Gather every line in the rows below that contains the word "beige", and list those lines in the order in which they appear.

Coordinate labeling data
- - -
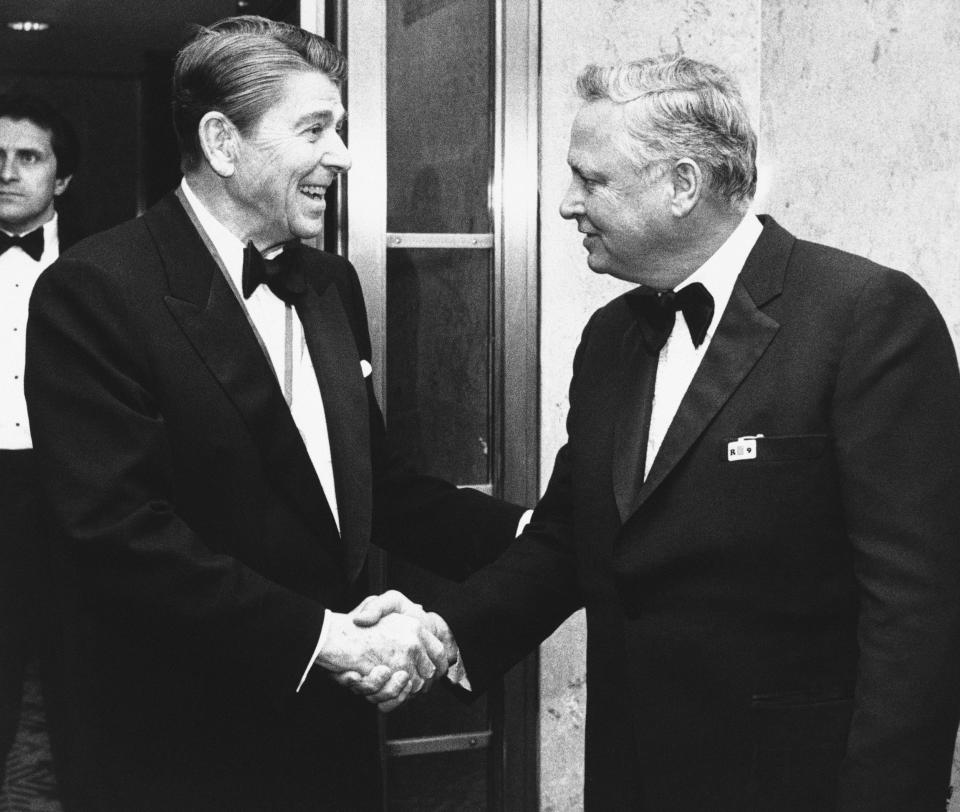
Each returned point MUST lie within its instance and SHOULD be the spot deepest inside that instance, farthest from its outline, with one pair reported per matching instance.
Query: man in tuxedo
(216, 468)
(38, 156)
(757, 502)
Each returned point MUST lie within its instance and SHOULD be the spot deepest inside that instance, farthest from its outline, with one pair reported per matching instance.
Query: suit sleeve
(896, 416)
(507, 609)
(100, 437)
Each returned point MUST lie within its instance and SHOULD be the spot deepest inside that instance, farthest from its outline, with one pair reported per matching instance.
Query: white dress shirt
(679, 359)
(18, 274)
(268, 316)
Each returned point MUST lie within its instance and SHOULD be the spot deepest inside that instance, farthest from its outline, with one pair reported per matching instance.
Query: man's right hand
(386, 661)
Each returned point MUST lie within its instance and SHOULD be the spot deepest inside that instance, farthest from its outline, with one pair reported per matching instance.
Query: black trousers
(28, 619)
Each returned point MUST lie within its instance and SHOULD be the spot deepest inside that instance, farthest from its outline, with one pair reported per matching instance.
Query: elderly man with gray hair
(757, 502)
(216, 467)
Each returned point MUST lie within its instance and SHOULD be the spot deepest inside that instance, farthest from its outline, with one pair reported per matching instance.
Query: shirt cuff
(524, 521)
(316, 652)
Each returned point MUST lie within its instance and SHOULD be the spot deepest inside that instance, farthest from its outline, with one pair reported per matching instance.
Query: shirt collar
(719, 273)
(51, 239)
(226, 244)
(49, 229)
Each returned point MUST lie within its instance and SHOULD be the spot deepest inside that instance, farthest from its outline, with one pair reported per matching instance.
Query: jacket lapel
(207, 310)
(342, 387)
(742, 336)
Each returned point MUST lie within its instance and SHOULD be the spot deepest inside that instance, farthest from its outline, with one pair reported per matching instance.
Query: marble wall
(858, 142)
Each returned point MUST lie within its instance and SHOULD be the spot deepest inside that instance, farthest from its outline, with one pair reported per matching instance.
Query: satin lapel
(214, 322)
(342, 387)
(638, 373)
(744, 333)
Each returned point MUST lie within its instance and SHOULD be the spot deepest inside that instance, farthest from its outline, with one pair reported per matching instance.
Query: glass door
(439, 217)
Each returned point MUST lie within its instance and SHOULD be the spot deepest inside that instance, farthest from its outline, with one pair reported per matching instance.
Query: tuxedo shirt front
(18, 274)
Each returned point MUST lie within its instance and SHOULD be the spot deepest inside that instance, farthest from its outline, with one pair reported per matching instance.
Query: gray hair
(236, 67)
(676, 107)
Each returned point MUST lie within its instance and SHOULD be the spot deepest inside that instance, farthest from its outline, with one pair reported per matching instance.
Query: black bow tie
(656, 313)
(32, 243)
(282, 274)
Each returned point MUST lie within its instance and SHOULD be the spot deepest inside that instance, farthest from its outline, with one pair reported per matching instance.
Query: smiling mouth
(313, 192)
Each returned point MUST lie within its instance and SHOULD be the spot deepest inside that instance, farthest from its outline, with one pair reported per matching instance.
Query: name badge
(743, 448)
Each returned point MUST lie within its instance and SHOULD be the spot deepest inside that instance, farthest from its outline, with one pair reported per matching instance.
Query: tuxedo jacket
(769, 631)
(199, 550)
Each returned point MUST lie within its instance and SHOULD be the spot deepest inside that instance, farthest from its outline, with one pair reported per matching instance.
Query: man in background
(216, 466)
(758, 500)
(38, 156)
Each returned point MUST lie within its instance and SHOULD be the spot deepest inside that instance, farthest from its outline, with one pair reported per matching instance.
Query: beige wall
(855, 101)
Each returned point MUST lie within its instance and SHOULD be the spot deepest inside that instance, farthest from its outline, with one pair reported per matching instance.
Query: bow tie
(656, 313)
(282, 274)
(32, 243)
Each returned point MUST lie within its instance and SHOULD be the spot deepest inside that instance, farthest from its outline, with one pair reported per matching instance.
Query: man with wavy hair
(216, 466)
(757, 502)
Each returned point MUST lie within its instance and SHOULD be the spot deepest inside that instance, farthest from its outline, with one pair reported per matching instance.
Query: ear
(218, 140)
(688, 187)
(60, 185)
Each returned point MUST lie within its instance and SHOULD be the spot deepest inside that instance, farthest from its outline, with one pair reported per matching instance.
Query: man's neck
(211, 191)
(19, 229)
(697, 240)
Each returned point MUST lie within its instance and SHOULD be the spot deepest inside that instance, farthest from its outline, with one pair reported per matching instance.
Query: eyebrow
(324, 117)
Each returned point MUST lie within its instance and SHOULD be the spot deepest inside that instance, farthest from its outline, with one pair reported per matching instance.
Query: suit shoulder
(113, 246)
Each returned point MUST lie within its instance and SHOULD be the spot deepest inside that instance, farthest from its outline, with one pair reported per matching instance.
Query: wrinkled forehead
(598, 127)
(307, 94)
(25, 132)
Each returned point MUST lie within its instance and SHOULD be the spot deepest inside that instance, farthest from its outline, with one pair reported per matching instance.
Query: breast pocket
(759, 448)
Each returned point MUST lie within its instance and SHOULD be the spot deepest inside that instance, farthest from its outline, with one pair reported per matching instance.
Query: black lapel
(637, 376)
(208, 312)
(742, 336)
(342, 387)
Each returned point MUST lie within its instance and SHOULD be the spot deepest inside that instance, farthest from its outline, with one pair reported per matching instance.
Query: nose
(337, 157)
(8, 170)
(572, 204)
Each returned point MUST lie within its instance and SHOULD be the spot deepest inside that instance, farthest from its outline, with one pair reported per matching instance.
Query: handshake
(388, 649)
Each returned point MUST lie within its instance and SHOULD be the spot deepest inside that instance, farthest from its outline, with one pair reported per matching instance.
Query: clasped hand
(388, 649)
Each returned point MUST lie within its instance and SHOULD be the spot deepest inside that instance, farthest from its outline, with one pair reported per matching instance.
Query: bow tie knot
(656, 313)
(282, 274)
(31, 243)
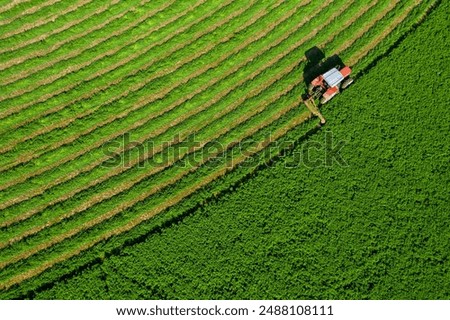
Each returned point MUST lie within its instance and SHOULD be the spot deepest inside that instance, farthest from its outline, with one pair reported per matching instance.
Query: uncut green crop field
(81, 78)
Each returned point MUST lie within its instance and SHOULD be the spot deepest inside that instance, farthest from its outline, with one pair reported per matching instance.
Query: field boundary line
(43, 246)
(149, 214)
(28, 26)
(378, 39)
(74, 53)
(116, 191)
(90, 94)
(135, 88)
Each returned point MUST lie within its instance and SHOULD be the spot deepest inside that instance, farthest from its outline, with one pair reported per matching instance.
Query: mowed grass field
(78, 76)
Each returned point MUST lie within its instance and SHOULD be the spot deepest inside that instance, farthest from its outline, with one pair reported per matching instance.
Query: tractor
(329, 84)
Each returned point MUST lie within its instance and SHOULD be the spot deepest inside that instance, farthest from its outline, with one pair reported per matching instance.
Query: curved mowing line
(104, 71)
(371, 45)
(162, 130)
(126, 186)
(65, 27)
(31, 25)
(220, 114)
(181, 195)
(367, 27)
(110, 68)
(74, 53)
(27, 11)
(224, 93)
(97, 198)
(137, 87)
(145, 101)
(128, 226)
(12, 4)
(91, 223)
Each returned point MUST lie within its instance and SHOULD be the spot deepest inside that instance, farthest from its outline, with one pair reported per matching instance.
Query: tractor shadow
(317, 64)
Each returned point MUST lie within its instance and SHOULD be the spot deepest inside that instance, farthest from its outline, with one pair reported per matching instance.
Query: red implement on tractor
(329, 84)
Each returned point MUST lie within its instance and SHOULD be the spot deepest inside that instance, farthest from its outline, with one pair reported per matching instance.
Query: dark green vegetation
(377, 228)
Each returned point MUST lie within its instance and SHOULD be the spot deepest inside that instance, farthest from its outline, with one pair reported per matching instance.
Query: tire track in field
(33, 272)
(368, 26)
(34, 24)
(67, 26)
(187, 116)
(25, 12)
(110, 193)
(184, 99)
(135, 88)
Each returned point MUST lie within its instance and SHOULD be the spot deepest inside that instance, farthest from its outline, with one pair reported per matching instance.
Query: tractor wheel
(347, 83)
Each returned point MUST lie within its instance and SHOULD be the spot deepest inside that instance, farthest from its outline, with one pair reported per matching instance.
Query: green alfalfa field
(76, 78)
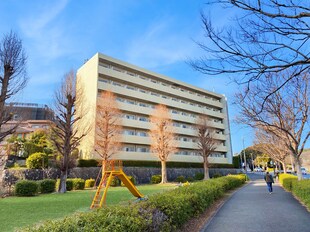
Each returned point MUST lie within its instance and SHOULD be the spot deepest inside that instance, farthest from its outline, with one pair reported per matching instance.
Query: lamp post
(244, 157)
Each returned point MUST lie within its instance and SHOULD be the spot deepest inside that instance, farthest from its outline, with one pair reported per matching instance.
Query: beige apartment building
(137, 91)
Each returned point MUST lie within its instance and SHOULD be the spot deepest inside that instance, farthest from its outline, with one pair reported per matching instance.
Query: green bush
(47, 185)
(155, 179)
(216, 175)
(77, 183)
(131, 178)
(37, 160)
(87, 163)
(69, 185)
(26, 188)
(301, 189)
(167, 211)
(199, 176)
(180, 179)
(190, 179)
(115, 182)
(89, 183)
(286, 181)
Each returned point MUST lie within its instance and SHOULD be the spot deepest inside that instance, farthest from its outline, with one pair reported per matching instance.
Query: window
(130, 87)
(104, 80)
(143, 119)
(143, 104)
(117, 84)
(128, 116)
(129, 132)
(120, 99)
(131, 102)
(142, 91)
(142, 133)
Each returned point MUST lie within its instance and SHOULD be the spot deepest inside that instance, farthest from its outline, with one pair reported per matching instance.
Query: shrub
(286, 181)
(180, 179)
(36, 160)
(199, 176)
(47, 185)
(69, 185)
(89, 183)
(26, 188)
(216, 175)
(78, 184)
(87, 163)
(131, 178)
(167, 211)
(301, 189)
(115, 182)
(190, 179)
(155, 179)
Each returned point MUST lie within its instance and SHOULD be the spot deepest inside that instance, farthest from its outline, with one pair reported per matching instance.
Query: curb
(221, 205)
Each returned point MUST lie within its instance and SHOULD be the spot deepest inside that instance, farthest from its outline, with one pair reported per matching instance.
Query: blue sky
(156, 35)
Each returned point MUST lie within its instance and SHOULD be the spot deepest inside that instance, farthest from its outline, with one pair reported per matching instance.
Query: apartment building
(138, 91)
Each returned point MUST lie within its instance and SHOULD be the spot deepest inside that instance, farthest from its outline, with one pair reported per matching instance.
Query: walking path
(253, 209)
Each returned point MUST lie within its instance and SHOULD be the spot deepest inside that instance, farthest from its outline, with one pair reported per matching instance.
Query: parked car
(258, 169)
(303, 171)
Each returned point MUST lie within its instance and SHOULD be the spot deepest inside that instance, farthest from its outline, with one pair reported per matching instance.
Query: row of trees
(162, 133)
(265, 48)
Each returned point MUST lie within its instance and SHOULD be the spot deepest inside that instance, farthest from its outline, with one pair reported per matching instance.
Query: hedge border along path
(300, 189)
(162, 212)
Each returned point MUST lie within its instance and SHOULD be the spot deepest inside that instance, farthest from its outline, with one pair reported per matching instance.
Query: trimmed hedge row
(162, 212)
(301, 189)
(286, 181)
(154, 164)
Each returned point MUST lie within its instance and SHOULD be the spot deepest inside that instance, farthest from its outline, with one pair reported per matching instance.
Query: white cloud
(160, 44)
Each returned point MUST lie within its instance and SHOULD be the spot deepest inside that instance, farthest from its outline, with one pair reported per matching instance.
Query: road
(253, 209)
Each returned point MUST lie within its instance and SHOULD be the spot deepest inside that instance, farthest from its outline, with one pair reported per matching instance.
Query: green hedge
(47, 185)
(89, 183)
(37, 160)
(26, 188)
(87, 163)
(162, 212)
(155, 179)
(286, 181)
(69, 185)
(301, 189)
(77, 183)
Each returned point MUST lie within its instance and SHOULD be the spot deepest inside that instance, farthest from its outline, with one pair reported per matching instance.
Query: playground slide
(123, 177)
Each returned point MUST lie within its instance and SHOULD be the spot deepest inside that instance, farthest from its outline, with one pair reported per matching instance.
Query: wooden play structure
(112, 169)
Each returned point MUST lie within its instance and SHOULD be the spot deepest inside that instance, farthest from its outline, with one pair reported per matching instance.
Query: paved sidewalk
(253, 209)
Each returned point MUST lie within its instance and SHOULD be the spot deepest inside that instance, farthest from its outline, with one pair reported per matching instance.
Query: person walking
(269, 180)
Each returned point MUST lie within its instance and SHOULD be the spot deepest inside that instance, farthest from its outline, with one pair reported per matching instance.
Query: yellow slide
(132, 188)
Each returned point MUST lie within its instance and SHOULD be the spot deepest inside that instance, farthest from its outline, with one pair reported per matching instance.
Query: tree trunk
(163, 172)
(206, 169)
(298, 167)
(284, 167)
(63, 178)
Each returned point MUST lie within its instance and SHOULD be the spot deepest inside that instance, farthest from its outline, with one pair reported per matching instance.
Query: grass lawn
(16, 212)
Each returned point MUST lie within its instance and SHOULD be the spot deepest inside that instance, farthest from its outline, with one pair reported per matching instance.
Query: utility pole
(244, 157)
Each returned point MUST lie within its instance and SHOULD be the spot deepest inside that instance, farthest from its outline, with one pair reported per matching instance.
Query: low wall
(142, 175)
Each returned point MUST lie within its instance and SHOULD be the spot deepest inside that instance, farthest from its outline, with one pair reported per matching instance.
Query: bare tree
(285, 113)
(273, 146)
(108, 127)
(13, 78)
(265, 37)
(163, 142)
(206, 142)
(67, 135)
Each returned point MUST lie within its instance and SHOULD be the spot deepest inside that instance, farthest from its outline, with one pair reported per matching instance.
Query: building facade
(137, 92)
- - -
EXERCISE OUTPUT:
Query: beige wall
Query: beige apartment building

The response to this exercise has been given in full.